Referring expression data
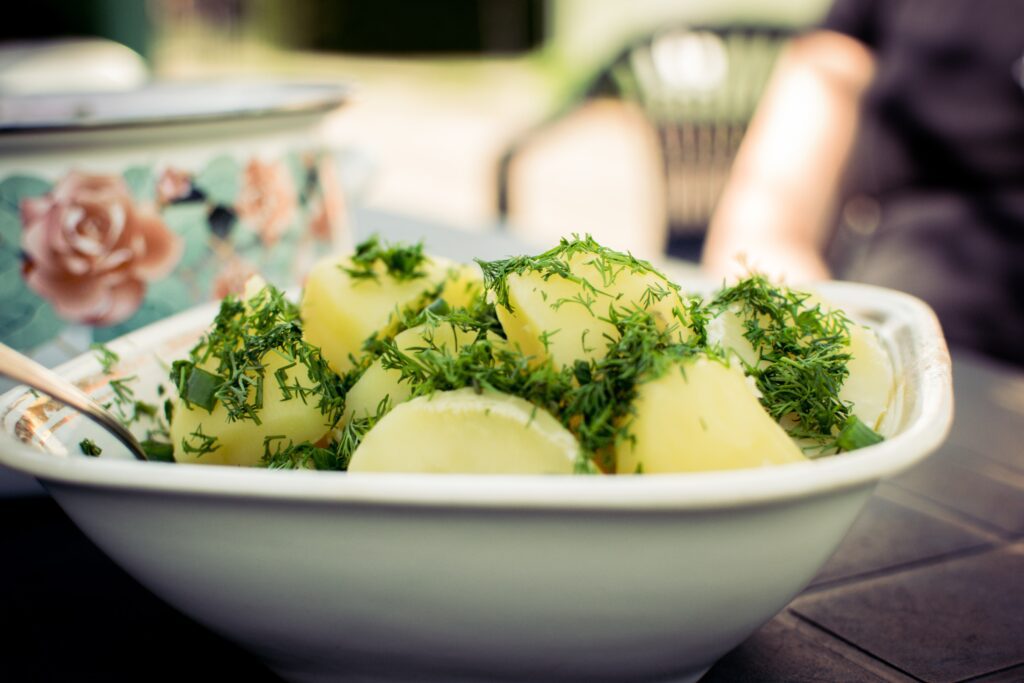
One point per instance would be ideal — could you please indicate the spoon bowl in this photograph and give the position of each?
(23, 369)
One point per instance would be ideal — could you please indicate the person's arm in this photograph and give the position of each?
(773, 213)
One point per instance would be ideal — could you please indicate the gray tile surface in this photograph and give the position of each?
(941, 623)
(889, 535)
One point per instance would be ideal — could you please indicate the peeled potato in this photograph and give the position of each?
(549, 318)
(340, 312)
(727, 330)
(378, 383)
(871, 381)
(701, 415)
(463, 431)
(462, 284)
(241, 442)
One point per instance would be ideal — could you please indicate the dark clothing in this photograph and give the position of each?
(941, 150)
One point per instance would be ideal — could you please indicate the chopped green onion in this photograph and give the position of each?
(855, 434)
(158, 451)
(201, 388)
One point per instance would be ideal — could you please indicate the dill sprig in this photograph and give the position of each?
(399, 261)
(281, 455)
(557, 261)
(803, 351)
(591, 398)
(107, 357)
(89, 447)
(228, 365)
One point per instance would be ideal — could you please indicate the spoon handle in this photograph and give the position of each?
(23, 369)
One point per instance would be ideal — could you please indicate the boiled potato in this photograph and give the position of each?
(463, 431)
(378, 382)
(869, 384)
(463, 283)
(871, 381)
(548, 319)
(340, 312)
(701, 415)
(241, 441)
(727, 330)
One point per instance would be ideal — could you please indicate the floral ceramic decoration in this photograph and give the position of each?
(108, 253)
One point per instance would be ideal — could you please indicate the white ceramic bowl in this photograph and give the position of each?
(343, 577)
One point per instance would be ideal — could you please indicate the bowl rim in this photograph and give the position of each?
(699, 491)
(296, 98)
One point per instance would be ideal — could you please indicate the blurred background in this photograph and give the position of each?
(538, 117)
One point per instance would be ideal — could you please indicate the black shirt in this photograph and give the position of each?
(941, 150)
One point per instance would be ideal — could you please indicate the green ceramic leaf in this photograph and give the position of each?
(164, 298)
(189, 220)
(10, 229)
(279, 261)
(10, 274)
(12, 190)
(141, 182)
(220, 180)
(27, 322)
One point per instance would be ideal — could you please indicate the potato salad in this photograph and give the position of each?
(580, 359)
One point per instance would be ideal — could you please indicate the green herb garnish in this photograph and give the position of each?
(399, 261)
(803, 352)
(158, 451)
(228, 366)
(855, 434)
(89, 447)
(107, 357)
(199, 443)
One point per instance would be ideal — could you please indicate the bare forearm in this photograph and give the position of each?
(774, 211)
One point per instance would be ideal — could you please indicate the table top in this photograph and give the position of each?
(928, 586)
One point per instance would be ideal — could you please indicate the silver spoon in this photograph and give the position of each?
(23, 369)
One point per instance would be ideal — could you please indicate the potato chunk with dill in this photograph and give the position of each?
(251, 378)
(700, 415)
(803, 356)
(467, 432)
(563, 304)
(348, 299)
(379, 383)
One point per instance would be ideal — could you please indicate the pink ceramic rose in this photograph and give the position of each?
(90, 251)
(266, 200)
(327, 222)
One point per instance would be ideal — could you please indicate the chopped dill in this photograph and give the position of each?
(199, 443)
(107, 357)
(228, 366)
(399, 261)
(557, 261)
(89, 447)
(803, 351)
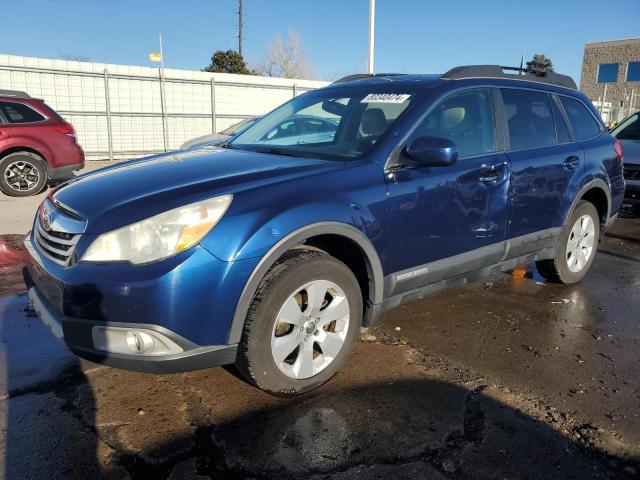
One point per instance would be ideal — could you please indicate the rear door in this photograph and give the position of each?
(460, 211)
(628, 132)
(5, 131)
(546, 162)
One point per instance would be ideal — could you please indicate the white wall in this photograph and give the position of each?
(76, 90)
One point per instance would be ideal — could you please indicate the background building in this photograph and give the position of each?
(611, 77)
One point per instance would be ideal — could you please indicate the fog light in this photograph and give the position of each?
(133, 341)
(139, 342)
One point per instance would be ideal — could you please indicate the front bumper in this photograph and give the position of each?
(78, 336)
(189, 299)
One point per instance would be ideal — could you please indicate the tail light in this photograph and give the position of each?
(66, 129)
(617, 147)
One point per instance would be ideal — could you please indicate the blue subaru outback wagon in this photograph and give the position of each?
(272, 250)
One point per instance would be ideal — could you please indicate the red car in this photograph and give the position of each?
(37, 147)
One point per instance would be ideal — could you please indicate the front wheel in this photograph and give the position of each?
(576, 246)
(302, 323)
(22, 174)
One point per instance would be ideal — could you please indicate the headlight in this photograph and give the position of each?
(160, 236)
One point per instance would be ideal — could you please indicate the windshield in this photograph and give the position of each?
(326, 124)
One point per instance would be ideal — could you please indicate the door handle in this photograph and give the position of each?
(571, 163)
(492, 175)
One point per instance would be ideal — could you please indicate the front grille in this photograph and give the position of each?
(55, 241)
(632, 172)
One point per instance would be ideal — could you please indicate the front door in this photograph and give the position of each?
(460, 211)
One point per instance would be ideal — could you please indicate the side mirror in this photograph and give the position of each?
(432, 152)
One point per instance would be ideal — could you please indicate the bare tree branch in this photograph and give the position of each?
(286, 60)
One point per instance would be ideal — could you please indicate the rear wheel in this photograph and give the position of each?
(302, 323)
(576, 247)
(22, 174)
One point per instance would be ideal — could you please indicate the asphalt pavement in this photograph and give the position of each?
(508, 377)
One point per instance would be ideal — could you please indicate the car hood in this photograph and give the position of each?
(210, 139)
(128, 192)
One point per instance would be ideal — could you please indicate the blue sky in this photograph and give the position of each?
(411, 35)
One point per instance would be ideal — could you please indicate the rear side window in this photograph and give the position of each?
(466, 118)
(19, 113)
(629, 129)
(583, 123)
(529, 118)
(561, 126)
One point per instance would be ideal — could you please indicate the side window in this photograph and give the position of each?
(629, 129)
(377, 117)
(529, 118)
(561, 127)
(19, 113)
(466, 118)
(583, 123)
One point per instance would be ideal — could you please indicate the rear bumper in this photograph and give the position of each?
(632, 193)
(77, 334)
(60, 174)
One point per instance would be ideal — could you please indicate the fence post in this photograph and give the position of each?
(213, 105)
(107, 101)
(163, 109)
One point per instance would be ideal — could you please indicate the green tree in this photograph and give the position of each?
(228, 62)
(540, 63)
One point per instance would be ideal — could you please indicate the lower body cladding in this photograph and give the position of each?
(162, 320)
(632, 194)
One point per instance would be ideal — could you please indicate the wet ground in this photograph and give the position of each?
(510, 377)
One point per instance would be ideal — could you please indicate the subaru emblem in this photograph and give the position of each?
(46, 219)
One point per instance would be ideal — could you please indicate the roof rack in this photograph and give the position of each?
(14, 93)
(497, 71)
(361, 76)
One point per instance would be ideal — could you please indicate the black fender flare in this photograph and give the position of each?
(595, 183)
(374, 267)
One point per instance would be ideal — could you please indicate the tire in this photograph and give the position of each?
(576, 247)
(292, 290)
(22, 174)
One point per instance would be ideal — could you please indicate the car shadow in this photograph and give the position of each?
(416, 428)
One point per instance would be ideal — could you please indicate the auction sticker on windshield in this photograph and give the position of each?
(386, 98)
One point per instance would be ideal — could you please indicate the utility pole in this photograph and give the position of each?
(163, 95)
(372, 21)
(240, 27)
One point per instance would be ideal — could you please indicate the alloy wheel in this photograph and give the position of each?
(310, 329)
(22, 176)
(580, 244)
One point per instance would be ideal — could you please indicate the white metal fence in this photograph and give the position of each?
(122, 111)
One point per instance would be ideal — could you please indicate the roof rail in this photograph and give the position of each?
(497, 71)
(14, 93)
(361, 76)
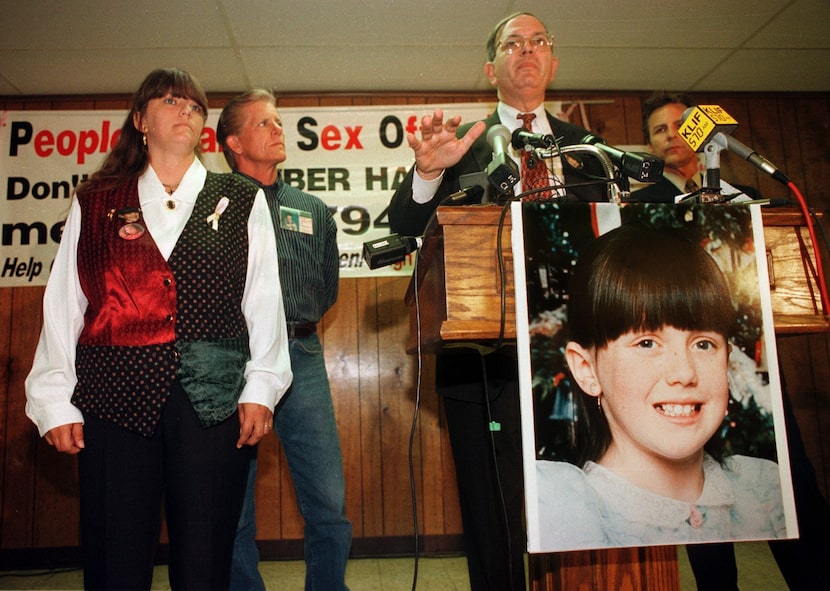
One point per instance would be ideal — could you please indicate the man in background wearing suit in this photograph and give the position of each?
(480, 392)
(714, 565)
(662, 117)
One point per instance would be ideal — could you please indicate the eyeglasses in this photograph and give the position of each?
(513, 45)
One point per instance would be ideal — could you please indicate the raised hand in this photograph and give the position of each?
(438, 148)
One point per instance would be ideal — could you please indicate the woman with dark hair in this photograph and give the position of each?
(650, 317)
(150, 366)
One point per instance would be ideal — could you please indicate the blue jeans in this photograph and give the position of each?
(304, 422)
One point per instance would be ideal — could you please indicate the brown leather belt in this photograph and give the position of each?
(301, 330)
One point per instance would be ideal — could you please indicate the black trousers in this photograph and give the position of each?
(483, 421)
(199, 475)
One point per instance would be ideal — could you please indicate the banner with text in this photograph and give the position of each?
(353, 158)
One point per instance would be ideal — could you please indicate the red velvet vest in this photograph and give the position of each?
(149, 322)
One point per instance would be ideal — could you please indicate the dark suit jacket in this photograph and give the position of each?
(410, 218)
(664, 191)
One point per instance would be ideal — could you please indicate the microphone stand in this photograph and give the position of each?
(615, 194)
(710, 193)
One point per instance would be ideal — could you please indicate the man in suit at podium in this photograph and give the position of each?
(480, 392)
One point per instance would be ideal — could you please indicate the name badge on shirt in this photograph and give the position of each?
(296, 220)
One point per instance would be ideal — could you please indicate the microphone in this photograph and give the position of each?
(470, 194)
(642, 166)
(389, 250)
(502, 171)
(523, 139)
(705, 124)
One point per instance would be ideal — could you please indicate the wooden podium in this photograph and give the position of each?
(463, 292)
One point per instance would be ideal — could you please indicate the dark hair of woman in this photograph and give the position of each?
(128, 157)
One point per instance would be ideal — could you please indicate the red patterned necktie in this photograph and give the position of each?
(534, 170)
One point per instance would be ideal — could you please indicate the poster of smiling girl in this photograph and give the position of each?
(651, 399)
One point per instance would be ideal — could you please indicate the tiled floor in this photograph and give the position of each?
(756, 567)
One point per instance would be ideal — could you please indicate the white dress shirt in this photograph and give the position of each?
(52, 380)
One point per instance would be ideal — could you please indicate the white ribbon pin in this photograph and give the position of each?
(213, 219)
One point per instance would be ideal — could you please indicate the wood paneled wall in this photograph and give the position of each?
(374, 381)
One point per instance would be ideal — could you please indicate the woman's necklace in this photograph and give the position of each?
(170, 189)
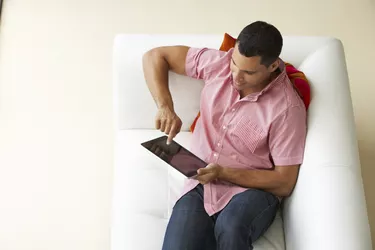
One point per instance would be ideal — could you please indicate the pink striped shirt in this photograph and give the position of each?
(256, 132)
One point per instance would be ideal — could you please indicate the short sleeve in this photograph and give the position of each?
(199, 62)
(287, 137)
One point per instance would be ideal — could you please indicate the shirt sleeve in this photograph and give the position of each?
(199, 62)
(287, 137)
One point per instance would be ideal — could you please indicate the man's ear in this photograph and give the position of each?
(275, 65)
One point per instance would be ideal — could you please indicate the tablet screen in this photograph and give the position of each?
(175, 155)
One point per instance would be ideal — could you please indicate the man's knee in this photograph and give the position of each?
(229, 226)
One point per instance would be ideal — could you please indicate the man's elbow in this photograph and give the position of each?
(286, 189)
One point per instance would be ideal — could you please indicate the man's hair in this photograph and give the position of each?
(260, 39)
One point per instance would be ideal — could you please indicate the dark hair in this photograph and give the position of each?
(260, 39)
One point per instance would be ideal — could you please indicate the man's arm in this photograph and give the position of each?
(156, 64)
(280, 181)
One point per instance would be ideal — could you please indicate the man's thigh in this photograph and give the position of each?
(250, 212)
(190, 227)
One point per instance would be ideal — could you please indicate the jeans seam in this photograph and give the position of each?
(259, 215)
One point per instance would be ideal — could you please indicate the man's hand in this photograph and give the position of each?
(209, 173)
(168, 122)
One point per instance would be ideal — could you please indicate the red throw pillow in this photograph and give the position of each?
(297, 78)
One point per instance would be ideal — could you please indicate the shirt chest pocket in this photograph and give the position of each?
(247, 135)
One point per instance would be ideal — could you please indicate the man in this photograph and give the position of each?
(252, 132)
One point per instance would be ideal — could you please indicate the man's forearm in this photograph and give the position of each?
(268, 180)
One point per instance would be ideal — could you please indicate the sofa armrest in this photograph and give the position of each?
(327, 210)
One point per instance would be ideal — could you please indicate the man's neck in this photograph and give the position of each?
(259, 88)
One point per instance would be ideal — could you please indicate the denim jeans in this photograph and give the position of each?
(246, 217)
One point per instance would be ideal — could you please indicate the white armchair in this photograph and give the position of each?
(327, 210)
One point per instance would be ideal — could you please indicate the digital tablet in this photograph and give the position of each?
(175, 155)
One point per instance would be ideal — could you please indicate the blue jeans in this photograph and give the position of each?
(246, 217)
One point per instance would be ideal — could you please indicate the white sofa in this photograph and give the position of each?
(327, 210)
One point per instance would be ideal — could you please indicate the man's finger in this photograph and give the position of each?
(172, 134)
(162, 126)
(157, 124)
(203, 171)
(168, 126)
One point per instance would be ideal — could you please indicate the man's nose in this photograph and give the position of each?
(238, 77)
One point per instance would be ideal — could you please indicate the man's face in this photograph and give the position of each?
(248, 72)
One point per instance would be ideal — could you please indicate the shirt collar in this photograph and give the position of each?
(254, 96)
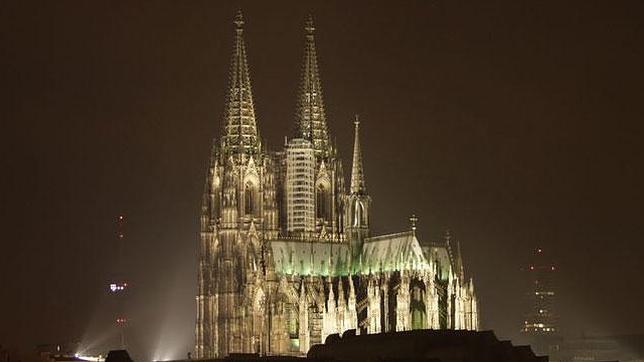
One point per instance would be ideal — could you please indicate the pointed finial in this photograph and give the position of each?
(413, 220)
(447, 236)
(309, 27)
(239, 20)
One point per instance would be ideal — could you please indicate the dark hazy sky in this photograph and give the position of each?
(515, 123)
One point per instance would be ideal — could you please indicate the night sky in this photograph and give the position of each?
(517, 124)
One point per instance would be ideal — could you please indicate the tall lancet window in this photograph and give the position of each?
(249, 199)
(322, 202)
(358, 214)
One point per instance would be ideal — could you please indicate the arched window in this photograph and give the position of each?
(249, 199)
(322, 203)
(358, 211)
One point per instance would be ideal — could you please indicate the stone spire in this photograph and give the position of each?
(310, 117)
(240, 130)
(357, 174)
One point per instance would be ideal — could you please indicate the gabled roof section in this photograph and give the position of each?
(392, 252)
(240, 129)
(310, 116)
(300, 257)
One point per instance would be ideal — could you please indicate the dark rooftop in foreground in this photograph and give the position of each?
(418, 345)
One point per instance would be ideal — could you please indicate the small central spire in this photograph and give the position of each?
(309, 27)
(239, 21)
(357, 173)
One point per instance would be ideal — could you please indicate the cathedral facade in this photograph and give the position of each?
(286, 257)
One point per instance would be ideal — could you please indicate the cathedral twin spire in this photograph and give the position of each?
(240, 130)
(310, 116)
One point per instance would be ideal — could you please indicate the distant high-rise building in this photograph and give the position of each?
(286, 255)
(540, 318)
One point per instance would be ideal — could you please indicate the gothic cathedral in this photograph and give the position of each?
(286, 257)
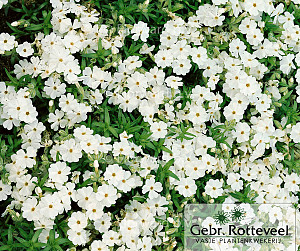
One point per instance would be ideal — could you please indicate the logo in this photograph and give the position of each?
(240, 227)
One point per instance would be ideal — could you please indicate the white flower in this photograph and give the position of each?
(152, 187)
(140, 30)
(107, 195)
(234, 181)
(24, 49)
(5, 190)
(214, 188)
(77, 221)
(78, 237)
(295, 133)
(7, 42)
(70, 151)
(159, 130)
(186, 187)
(58, 172)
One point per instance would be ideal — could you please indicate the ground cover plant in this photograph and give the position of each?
(116, 114)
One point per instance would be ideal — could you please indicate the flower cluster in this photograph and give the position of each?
(121, 128)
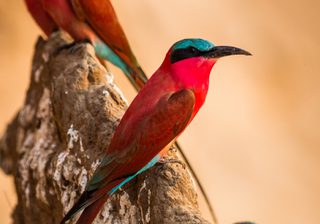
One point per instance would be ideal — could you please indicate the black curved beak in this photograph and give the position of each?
(222, 51)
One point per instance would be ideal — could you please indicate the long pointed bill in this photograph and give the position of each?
(222, 51)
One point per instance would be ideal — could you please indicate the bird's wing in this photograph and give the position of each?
(164, 123)
(102, 17)
(41, 17)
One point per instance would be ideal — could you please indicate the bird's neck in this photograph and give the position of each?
(193, 73)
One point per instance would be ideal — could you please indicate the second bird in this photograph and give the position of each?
(94, 21)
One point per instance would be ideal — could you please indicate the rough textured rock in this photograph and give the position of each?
(55, 141)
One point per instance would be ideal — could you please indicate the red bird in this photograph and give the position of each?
(156, 117)
(93, 21)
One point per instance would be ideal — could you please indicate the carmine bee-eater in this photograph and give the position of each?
(97, 22)
(156, 117)
(94, 21)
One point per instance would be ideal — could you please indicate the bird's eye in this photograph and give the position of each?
(194, 50)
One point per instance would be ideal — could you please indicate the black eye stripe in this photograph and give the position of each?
(184, 53)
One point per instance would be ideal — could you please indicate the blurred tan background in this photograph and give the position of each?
(256, 142)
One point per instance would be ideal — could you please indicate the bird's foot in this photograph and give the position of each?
(171, 160)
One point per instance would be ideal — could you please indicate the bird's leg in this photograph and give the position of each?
(72, 47)
(164, 161)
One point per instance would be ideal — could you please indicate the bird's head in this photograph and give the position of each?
(194, 58)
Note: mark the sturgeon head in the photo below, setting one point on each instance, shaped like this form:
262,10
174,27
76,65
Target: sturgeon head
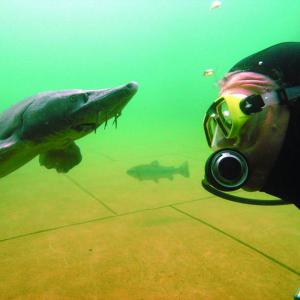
58,118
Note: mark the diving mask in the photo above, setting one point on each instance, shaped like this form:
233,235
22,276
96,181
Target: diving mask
231,112
228,169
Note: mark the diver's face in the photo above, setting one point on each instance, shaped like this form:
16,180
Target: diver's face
260,141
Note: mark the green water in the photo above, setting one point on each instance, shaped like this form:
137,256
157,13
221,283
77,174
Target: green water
164,45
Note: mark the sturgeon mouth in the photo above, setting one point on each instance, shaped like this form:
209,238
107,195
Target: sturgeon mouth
93,126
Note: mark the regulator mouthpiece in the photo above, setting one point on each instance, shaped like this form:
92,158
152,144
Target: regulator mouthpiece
226,170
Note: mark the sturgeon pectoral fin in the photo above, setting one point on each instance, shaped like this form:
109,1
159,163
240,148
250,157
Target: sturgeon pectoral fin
8,147
62,160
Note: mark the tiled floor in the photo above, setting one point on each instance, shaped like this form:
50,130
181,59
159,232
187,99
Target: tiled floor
97,233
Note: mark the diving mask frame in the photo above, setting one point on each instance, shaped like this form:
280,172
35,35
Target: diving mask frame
228,169
230,117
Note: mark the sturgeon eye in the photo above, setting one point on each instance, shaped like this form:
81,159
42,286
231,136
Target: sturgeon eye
85,98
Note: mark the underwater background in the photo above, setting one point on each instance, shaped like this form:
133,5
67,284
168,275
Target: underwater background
98,233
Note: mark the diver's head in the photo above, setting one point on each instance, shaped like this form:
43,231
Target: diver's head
245,134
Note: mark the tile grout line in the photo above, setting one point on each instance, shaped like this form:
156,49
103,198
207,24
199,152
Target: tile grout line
90,194
152,209
92,220
272,259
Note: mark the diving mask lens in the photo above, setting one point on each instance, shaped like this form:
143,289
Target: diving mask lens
225,116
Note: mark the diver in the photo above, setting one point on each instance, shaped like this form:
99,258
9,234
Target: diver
253,127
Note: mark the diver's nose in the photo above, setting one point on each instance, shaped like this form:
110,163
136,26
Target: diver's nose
132,86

*What to produce:* Copy nothing except the lines from the one with "Note: mark the tile grout" through the end of the records; keep each exactly as it appears, first and last included.

*Response to this task:*
Note: mark the tile grout line in the photo above, setting one point on each instance, shaped like this form:
156,49
103,198
207,24
199,152
Target: tile grout line
90,194
152,209
92,220
272,259
Note: mark the diving mask lens in the photo above, setting one point on each instance, shaped like this form:
143,289
Target: diving mask lens
225,116
Note: mark the diver in the photo above, setting one point on each instance, shaped like this form:
99,258
9,234
Target: diver
253,127
Note: mark the diver's nose in the photo above, setting one point on each instance, shaped like this form:
110,163
136,26
Target: diver's nose
132,86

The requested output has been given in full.